Give back each line of the material that contains the word "like".

───── DATASET EXCERPTS

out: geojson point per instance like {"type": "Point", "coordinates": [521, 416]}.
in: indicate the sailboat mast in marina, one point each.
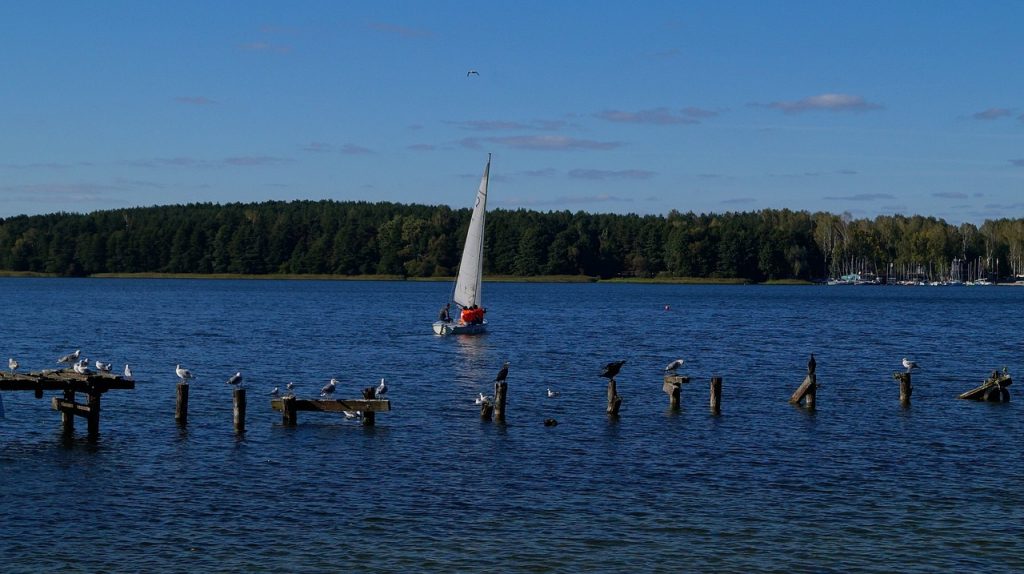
{"type": "Point", "coordinates": [467, 295]}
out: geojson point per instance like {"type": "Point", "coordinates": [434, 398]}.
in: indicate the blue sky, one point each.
{"type": "Point", "coordinates": [871, 107]}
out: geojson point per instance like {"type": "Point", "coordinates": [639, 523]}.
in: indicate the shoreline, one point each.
{"type": "Point", "coordinates": [486, 278]}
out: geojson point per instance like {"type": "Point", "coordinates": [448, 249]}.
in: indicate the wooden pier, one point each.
{"type": "Point", "coordinates": [70, 383]}
{"type": "Point", "coordinates": [289, 407]}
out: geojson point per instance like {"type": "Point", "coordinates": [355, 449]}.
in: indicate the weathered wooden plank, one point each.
{"type": "Point", "coordinates": [336, 405]}
{"type": "Point", "coordinates": [71, 407]}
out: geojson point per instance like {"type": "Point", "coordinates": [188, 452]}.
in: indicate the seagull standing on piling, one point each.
{"type": "Point", "coordinates": [328, 389]}
{"type": "Point", "coordinates": [611, 369]}
{"type": "Point", "coordinates": [503, 373]}
{"type": "Point", "coordinates": [183, 373]}
{"type": "Point", "coordinates": [674, 365]}
{"type": "Point", "coordinates": [236, 380]}
{"type": "Point", "coordinates": [70, 358]}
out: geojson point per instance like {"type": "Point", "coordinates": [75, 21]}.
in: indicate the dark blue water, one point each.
{"type": "Point", "coordinates": [861, 485]}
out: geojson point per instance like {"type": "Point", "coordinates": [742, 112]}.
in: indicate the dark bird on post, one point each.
{"type": "Point", "coordinates": [611, 369]}
{"type": "Point", "coordinates": [503, 373]}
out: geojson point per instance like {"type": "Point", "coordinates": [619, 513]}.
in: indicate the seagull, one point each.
{"type": "Point", "coordinates": [674, 365]}
{"type": "Point", "coordinates": [236, 380]}
{"type": "Point", "coordinates": [611, 369]}
{"type": "Point", "coordinates": [909, 365]}
{"type": "Point", "coordinates": [503, 373]}
{"type": "Point", "coordinates": [328, 389]}
{"type": "Point", "coordinates": [183, 373]}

──────────

COMPLETED EXERCISE:
out: geojson point per instance like {"type": "Point", "coordinates": [521, 416]}.
out: geojson point per instance like {"type": "Point", "coordinates": [434, 398]}.
out: geojson point per instance like {"type": "Point", "coordinates": [639, 523]}.
out: geojson point per instance like {"type": "Point", "coordinates": [448, 249]}.
out: geojson point per instance like {"type": "Point", "coordinates": [355, 449]}.
out: geojson point per instance like {"type": "Point", "coordinates": [188, 452]}.
out: geojson point per instance like {"type": "Point", "coordinates": [75, 21]}.
out: geojson point per instance like {"type": "Point", "coordinates": [742, 112]}.
out: geojson point per instance like {"type": "Point", "coordinates": [619, 513]}.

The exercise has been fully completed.